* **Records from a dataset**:

━━━━━━━━━━━━━━━━━━━━

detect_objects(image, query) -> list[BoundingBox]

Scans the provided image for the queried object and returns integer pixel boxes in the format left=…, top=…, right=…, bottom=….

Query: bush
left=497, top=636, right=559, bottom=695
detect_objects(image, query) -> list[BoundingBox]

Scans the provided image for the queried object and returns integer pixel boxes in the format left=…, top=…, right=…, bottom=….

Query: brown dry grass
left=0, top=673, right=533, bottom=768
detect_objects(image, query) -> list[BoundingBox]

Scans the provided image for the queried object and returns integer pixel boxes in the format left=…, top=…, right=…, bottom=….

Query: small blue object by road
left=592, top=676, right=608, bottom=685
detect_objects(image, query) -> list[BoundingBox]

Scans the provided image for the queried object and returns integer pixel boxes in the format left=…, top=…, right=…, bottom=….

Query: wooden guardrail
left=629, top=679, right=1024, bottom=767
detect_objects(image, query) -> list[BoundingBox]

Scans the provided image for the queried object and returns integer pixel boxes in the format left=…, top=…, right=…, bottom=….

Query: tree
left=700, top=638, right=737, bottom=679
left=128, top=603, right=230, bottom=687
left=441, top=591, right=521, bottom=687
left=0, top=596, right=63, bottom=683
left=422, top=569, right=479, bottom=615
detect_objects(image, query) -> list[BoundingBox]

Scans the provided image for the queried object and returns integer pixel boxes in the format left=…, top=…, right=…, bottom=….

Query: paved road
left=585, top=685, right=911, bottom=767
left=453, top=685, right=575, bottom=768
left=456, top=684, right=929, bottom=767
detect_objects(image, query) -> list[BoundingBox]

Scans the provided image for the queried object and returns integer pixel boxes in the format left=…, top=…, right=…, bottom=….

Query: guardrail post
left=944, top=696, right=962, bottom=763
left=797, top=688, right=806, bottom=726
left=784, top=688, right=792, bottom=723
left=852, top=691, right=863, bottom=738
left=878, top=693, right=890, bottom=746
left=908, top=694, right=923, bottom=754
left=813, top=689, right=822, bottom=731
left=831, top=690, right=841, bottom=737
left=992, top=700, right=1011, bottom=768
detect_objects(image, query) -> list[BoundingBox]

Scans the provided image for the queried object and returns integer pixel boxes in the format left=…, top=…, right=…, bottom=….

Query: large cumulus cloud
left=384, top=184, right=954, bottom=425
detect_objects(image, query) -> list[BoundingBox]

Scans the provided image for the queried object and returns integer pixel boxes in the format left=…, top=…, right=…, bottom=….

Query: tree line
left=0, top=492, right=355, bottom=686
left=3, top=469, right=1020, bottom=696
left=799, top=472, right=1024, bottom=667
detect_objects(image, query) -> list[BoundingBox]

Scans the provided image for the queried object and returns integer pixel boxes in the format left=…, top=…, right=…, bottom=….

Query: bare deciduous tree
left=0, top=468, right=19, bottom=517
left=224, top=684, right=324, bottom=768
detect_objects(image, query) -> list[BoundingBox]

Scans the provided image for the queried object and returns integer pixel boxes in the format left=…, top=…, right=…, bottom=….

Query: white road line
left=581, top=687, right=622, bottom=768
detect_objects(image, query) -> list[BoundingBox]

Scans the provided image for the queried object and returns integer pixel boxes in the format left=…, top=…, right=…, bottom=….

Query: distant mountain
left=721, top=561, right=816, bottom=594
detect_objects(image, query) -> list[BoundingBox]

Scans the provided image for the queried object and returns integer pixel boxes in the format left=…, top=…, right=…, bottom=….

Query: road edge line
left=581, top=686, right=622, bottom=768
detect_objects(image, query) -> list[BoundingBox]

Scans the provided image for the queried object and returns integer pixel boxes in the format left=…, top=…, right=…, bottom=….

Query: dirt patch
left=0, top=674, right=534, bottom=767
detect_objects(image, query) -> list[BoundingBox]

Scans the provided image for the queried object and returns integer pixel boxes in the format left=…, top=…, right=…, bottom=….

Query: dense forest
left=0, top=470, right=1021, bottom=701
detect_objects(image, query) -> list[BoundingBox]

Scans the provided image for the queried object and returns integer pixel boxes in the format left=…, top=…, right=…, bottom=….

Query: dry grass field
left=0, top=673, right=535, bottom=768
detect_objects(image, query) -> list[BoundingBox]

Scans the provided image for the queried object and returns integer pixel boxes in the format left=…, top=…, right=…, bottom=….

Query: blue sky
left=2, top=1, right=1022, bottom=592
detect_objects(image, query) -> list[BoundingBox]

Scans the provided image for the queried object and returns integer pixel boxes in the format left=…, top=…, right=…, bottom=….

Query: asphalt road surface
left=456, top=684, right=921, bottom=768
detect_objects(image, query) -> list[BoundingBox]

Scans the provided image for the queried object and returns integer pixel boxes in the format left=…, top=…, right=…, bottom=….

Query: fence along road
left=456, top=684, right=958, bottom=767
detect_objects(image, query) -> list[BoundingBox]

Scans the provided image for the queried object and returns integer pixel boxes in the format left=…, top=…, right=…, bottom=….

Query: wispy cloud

━━━━━━━━━━━━━━━━━━━━

* **ACTIVITY**: Write the records above out again, exactly as they are.

* **SOLUTION TO THIS EXERCISE**:
detect_objects(image, query) -> list[BoundingBox]

Scans the provided image for the queried object and returns integer pixel boxes in the format left=…, top=…, right=…, bottom=….

Query: bush
left=497, top=636, right=559, bottom=695
detect_objects(image, query) -> list[BoundingBox]

Scans the provided image for the queried object and returns integer pixel boxes in the format left=…, top=…, right=…, bottom=….

Query: brown dry grass
left=0, top=673, right=533, bottom=768
detect_objects(image, query) -> list[BoundingBox]

Scans the provided image for the queried object and returns integer pixel boxes in the format left=…, top=…, right=…, bottom=….

Query: small blue object by road
left=592, top=676, right=608, bottom=685
detect_objects(image, query) -> list[BoundingBox]

Scans the provided image for the queried object and returns integer pixel boxes in the format left=…, top=…, right=…, bottom=….

Query: wooden guardrail
left=629, top=679, right=1024, bottom=767
detect_objects(image, query) -> list[BoundingBox]

Scans the provided image for the queried object and returns integer pixel boxes in the format left=…, top=…, right=…, bottom=….

Query: tree
left=700, top=638, right=737, bottom=679
left=128, top=603, right=230, bottom=687
left=441, top=591, right=521, bottom=687
left=0, top=596, right=63, bottom=683
left=422, top=569, right=479, bottom=615
detect_objects(image, query) -> list[BoundingBox]

Scans the provided image for the queried object and returns integer pixel boxes in the format left=…, top=…, right=…, bottom=….

Query: paved road
left=585, top=685, right=911, bottom=767
left=453, top=685, right=575, bottom=768
left=456, top=684, right=929, bottom=767
detect_objects(image, query) -> list[BoundingBox]

Scans the provided image for the queried object and returns integer pixel boxes in the format left=…, top=…, right=…, bottom=….

Query: guardrail post
left=944, top=696, right=962, bottom=763
left=797, top=688, right=806, bottom=726
left=784, top=688, right=792, bottom=723
left=852, top=691, right=863, bottom=738
left=878, top=693, right=890, bottom=746
left=908, top=694, right=923, bottom=754
left=813, top=689, right=822, bottom=731
left=831, top=690, right=841, bottom=737
left=992, top=700, right=1011, bottom=768
detect_objects(image, query) -> list[BoundingBox]

Scans the provided image for the queried object and returns integer pixel boxes in the format left=…, top=…, right=…, bottom=….

Query: large cumulus cloud
left=384, top=184, right=954, bottom=425
detect_objects(image, query) -> list[BoundingBox]

Scans the provided image for the queried object and returns integer pixel boxes in the format left=…, top=…, right=…, bottom=….

Query: tree line
left=0, top=492, right=355, bottom=686
left=3, top=469, right=1020, bottom=696
left=799, top=472, right=1024, bottom=667
detect_objects(image, query) -> list[BoundingBox]

Scans the provided image for the queried object and returns integer pixel boxes in the format left=…, top=…, right=…, bottom=….

Query: bare deciduous tree
left=0, top=468, right=19, bottom=517
left=224, top=684, right=324, bottom=768
detect_objects(image, query) -> list[BoundingBox]

Scans the provided image for the queried object and returns integer pixel boxes in the format left=…, top=…, right=…, bottom=….

Query: white road line
left=581, top=687, right=622, bottom=768
detect_objects(image, query) -> list[BoundingBox]

Scans the provided image for the queried object and returns integer pixel boxes in the format left=…, top=…, right=…, bottom=….

Query: distant mountain
left=721, top=561, right=816, bottom=594
detect_objects(image, query) -> list[BoundingBox]

Scans the provided image for the queried object and returns integer pixel boxes in the format left=…, top=…, right=…, bottom=….

Query: road edge line
left=581, top=686, right=622, bottom=768
detect_objects(image, query) -> list[BoundingBox]

Scans the provided image for the queried object and returns integer pixel boxes in the format left=…, top=…, right=…, bottom=….

Query: dirt patch
left=0, top=674, right=534, bottom=767
detect_objects(image, query) -> list[BoundingBox]

Scans the provided image for the queried object and returns integer pixel boxes in the format left=…, top=…, right=…, bottom=….

Query: dense forest
left=0, top=470, right=1021, bottom=701
detect_objects(image, query) -> list[BoundingBox]

Scans the provided image for the queried object and returns integer pixel boxes in the format left=…, top=…, right=…, bottom=….

Query: dry grass field
left=0, top=673, right=535, bottom=768
detect_objects(image, query) -> list[BoundingBox]

Scans the provided image for the queried object and returns integer pixel boxes in the format left=…, top=…, right=…, bottom=….

Query: blue sky
left=2, top=1, right=1022, bottom=592
detect_objects(image, query) -> list[BoundingBox]

Scans the provided image for the queried object and returns integer pixel boxes in the format left=…, top=…, right=…, bottom=….

Query: asphalt road surface
left=456, top=684, right=921, bottom=768
detect_objects(image, query) -> list[BoundingBox]

Scans the provided image for the queried object and returns integer pixel boxes in the format left=…, top=…, right=…, bottom=….

Query: fence along road
left=456, top=684, right=958, bottom=767
detect_objects(image, query) -> list[BoundingBox]

Scans the provided image for the queried object and returns integer pixel boxes in the format left=…, top=…, right=…, bottom=….

Query: wispy cloud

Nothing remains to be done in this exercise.